# What you need to do:
Reproduce the stretch of the material from the line containing "trace: curved horn" through the line containing "Now the curved", replacing "curved horn" with "spiral horn" and leaving everything else unchanged. Provide only those lines.
+ + +
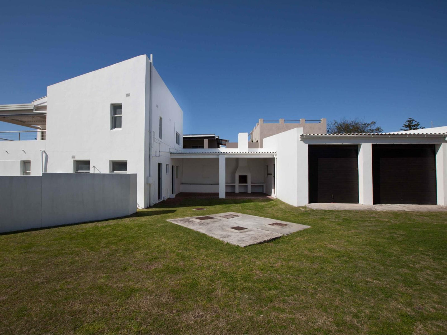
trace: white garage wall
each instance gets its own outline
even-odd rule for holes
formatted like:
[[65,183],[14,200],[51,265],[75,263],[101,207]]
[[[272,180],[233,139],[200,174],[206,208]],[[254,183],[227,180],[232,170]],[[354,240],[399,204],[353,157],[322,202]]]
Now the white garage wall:
[[135,174],[0,176],[0,232],[125,216],[136,207]]

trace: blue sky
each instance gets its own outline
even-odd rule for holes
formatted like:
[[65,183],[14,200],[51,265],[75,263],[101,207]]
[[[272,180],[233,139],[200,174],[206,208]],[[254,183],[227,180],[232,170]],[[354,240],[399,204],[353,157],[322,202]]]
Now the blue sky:
[[260,118],[447,125],[445,0],[9,1],[2,12],[0,104],[152,53],[185,134],[236,141]]

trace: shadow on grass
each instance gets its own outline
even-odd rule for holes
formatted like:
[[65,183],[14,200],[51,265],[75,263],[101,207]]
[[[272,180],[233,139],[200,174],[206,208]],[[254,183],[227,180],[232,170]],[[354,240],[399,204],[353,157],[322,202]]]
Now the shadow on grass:
[[218,198],[186,198],[169,199],[154,205],[153,208],[172,208],[173,207],[202,207],[219,205],[238,205],[253,202],[270,202],[274,199],[269,198],[247,199],[219,199]]
[[166,209],[165,210],[141,210],[131,215],[130,218],[139,218],[143,216],[152,216],[153,215],[162,215],[164,214],[171,214],[176,212],[175,209]]

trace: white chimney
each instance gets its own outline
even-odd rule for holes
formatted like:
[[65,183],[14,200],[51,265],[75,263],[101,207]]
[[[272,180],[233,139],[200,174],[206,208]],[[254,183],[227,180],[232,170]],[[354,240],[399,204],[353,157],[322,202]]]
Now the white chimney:
[[247,152],[249,151],[249,133],[239,133],[237,137],[237,147],[241,152]]

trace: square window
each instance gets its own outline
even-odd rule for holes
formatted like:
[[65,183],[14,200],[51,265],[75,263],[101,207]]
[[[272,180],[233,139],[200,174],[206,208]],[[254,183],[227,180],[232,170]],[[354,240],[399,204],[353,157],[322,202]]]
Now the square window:
[[115,104],[112,105],[110,108],[111,113],[111,129],[121,129],[122,124],[122,105]]
[[76,173],[90,173],[90,161],[75,160],[75,172]]
[[127,161],[115,160],[110,162],[110,173],[126,173]]
[[22,176],[31,175],[31,161],[22,161]]

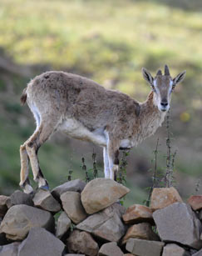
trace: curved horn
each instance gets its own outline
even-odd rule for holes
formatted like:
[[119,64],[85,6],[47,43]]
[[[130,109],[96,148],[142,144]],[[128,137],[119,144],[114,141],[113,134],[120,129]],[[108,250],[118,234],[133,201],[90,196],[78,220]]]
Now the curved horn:
[[165,65],[165,75],[170,76],[170,71],[167,65]]
[[162,76],[162,72],[160,69],[158,70],[156,76]]

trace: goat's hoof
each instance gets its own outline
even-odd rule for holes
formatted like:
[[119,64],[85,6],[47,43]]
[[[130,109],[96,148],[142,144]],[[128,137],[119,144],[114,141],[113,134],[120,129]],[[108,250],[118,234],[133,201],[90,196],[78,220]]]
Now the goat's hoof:
[[[43,183],[43,184],[42,184],[42,183]],[[43,181],[41,182],[41,184],[39,183],[38,189],[42,189],[42,190],[46,190],[46,191],[49,190],[48,183],[46,179],[43,179]]]
[[30,184],[26,184],[23,188],[22,188],[25,193],[29,193],[31,195],[33,194],[33,188]]
[[42,190],[46,190],[46,191],[49,190],[48,185],[44,185],[44,186],[39,187],[38,188],[42,189]]

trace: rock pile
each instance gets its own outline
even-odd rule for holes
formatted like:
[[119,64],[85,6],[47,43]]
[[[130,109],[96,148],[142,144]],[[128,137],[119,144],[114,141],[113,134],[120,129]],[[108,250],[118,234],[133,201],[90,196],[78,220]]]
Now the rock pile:
[[202,256],[202,196],[154,188],[150,208],[126,210],[129,191],[96,178],[0,196],[0,256]]

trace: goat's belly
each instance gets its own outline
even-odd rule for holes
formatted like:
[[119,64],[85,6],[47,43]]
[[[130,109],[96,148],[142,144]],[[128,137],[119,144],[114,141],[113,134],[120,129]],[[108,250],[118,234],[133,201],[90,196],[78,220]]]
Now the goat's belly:
[[101,129],[91,132],[82,123],[75,119],[66,119],[60,125],[59,129],[73,138],[90,141],[102,147],[106,146],[106,139]]

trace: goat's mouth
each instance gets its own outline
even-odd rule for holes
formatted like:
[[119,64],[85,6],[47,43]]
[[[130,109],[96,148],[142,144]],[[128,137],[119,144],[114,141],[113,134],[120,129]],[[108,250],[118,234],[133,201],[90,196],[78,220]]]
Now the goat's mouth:
[[160,111],[160,112],[166,112],[166,111],[168,111],[169,110],[169,107],[162,107],[162,106],[160,106],[160,108],[159,108],[159,110]]

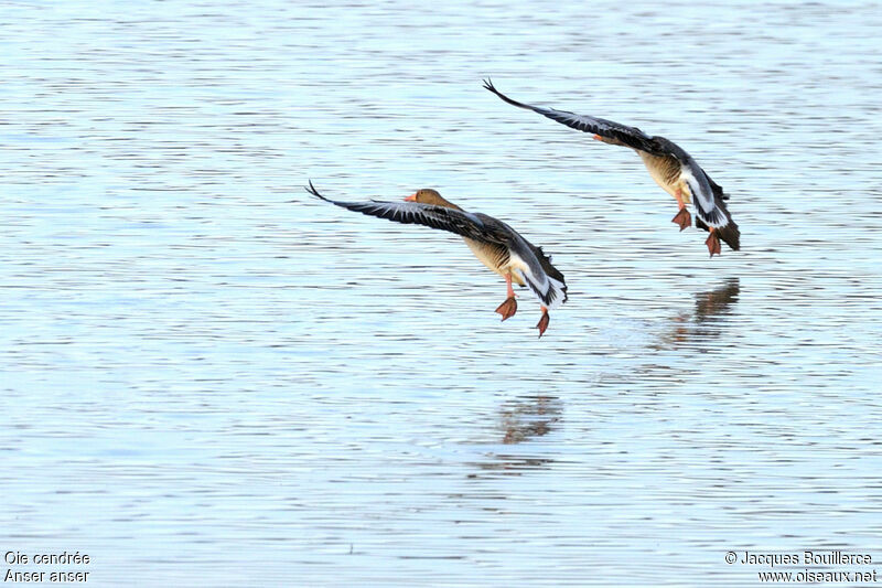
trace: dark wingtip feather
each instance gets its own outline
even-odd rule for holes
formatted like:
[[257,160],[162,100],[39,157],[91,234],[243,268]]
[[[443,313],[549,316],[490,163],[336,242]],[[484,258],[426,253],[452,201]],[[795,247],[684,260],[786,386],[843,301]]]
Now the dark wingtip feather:
[[327,200],[327,199],[326,199],[326,197],[324,197],[323,195],[321,195],[321,194],[319,193],[319,191],[318,191],[318,190],[315,190],[315,186],[314,186],[314,185],[312,185],[312,180],[310,180],[310,185],[309,185],[309,186],[305,186],[305,185],[303,186],[303,190],[305,190],[306,192],[309,192],[309,193],[310,193],[310,194],[312,194],[313,196],[318,196],[318,197],[322,199],[322,200],[323,200],[323,201],[325,201],[325,202],[333,202],[333,201],[331,201],[331,200]]
[[488,89],[490,92],[492,92],[493,94],[495,94],[496,96],[498,96],[503,100],[507,101],[512,106],[517,106],[518,108],[526,108],[527,110],[533,110],[531,106],[527,106],[524,103],[519,103],[517,100],[513,100],[512,98],[509,98],[508,96],[506,96],[505,94],[503,94],[502,92],[496,89],[496,86],[493,85],[493,82],[491,81],[491,78],[484,79],[484,89]]

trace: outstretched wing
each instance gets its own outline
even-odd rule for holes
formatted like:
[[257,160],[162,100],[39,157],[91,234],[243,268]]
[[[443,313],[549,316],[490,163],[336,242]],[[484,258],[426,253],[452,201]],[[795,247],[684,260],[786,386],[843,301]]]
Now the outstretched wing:
[[312,185],[312,181],[310,181],[306,192],[331,204],[336,204],[337,206],[362,214],[395,221],[396,223],[426,225],[432,228],[449,231],[482,243],[504,244],[506,242],[504,235],[498,234],[494,227],[485,225],[477,215],[465,211],[404,201],[380,202],[372,200],[368,202],[340,202],[321,195],[319,191],[315,190],[315,186]]
[[621,145],[631,147],[633,149],[639,149],[642,151],[646,151],[654,156],[664,156],[665,152],[659,150],[658,146],[655,143],[655,140],[649,135],[646,135],[637,127],[628,127],[627,125],[620,125],[619,122],[613,122],[612,120],[606,120],[604,118],[595,118],[592,116],[587,115],[577,115],[574,113],[569,113],[567,110],[556,110],[553,108],[542,108],[541,106],[531,106],[529,104],[519,103],[517,100],[513,100],[493,85],[490,79],[484,81],[484,88],[491,90],[496,96],[502,98],[503,100],[507,101],[513,106],[517,106],[518,108],[526,108],[527,110],[533,110],[534,113],[539,113],[542,116],[550,118],[551,120],[556,120],[562,125],[567,125],[568,127],[581,130],[583,132],[590,132],[592,135],[600,135],[605,139],[611,139],[613,141],[617,141]]

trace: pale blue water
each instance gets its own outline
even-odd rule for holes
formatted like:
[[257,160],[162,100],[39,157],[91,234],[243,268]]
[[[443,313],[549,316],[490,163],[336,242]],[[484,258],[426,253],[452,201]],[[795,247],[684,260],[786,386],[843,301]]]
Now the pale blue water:
[[[58,569],[89,586],[882,562],[878,3],[12,2],[0,26],[3,553],[87,553]],[[743,250],[708,259],[636,156],[485,76],[679,142]],[[570,300],[541,340],[529,297],[501,324],[458,237],[310,178],[438,188],[553,254]]]

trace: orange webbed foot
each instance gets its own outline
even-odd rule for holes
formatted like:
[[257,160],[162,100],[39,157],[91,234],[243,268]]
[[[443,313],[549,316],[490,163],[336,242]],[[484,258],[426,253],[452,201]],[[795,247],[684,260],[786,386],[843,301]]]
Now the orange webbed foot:
[[548,309],[542,307],[542,318],[539,319],[539,322],[536,324],[536,328],[539,329],[539,336],[542,336],[542,334],[545,334],[545,330],[548,329],[549,320],[550,319],[548,318]]
[[704,242],[704,245],[708,246],[708,252],[710,252],[711,257],[713,257],[714,254],[720,255],[722,253],[720,239],[717,237],[717,233],[713,228],[710,229],[710,235],[708,236],[708,240]]
[[496,312],[503,316],[503,320],[514,317],[515,312],[517,312],[517,300],[515,300],[515,297],[506,298],[505,302],[499,304],[496,309]]
[[680,232],[682,232],[682,229],[692,226],[692,215],[689,214],[689,211],[687,211],[686,207],[682,207],[680,209],[680,212],[678,212],[677,215],[670,220],[670,222],[675,225],[680,225]]

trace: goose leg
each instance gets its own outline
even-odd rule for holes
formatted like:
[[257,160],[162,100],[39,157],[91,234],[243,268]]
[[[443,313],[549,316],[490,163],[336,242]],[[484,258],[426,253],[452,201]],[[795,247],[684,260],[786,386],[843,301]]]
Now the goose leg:
[[542,307],[542,318],[539,319],[538,324],[536,324],[536,328],[539,329],[539,336],[542,336],[545,330],[548,329],[548,309]]
[[689,211],[686,210],[686,203],[682,201],[682,194],[679,190],[674,195],[677,199],[677,204],[680,206],[680,212],[670,220],[671,223],[680,225],[680,231],[682,232],[684,228],[688,228],[692,226],[692,215],[689,214]]
[[510,274],[505,275],[505,284],[508,286],[508,298],[496,309],[496,312],[503,316],[503,320],[510,319],[517,312],[517,300],[515,300],[515,290],[512,288]]
[[720,238],[717,236],[717,229],[710,227],[709,231],[710,235],[708,236],[708,240],[704,242],[704,245],[708,246],[708,252],[710,252],[710,256],[713,257],[713,254],[720,255],[722,253],[722,247],[720,247]]

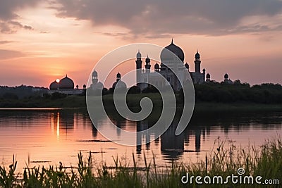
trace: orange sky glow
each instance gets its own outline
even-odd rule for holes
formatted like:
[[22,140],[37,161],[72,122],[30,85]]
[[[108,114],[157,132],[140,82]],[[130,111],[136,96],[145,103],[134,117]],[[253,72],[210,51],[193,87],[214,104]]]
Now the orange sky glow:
+ + +
# Worked answer:
trace: spiral horn
each instance gets its own outline
even-odd rule for holes
formatted like:
[[119,64],[85,6],[47,43]]
[[[130,109],[96,148],[142,144]],[[128,137],[119,144],[114,141],[113,134],[120,129]],[[108,250],[118,234],[133,201],[90,196],[78,220]]]
Now the spiral horn:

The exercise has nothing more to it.